# Instructions to follow:
Copy each line below that contains the word "task", in full.

# Records to process:
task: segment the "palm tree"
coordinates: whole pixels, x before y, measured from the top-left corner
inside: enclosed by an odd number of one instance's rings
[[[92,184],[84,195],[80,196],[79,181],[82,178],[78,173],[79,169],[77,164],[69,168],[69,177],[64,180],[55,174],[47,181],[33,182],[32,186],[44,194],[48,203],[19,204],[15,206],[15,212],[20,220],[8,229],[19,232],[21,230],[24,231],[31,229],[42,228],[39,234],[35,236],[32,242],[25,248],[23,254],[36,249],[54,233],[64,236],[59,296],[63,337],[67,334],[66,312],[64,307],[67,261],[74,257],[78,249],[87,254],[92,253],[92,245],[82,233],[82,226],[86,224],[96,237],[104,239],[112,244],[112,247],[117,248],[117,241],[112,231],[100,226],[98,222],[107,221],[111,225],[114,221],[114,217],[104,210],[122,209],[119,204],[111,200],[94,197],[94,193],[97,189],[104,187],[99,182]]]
...
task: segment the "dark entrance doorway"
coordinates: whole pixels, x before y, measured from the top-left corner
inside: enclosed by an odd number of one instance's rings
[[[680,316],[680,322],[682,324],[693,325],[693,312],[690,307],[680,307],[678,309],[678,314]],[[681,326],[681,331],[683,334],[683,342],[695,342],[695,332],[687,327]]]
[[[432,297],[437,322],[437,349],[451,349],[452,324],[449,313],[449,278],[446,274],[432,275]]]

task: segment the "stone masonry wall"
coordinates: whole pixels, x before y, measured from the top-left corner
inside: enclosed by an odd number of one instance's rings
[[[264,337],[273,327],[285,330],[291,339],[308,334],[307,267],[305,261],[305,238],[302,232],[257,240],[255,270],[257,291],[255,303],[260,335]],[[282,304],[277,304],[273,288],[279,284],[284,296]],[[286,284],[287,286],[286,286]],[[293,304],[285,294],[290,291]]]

# Complete answer:
task: segment the "palm tree"
task: segment the "dark entrance doorway"
task: segment the "stone masonry wall"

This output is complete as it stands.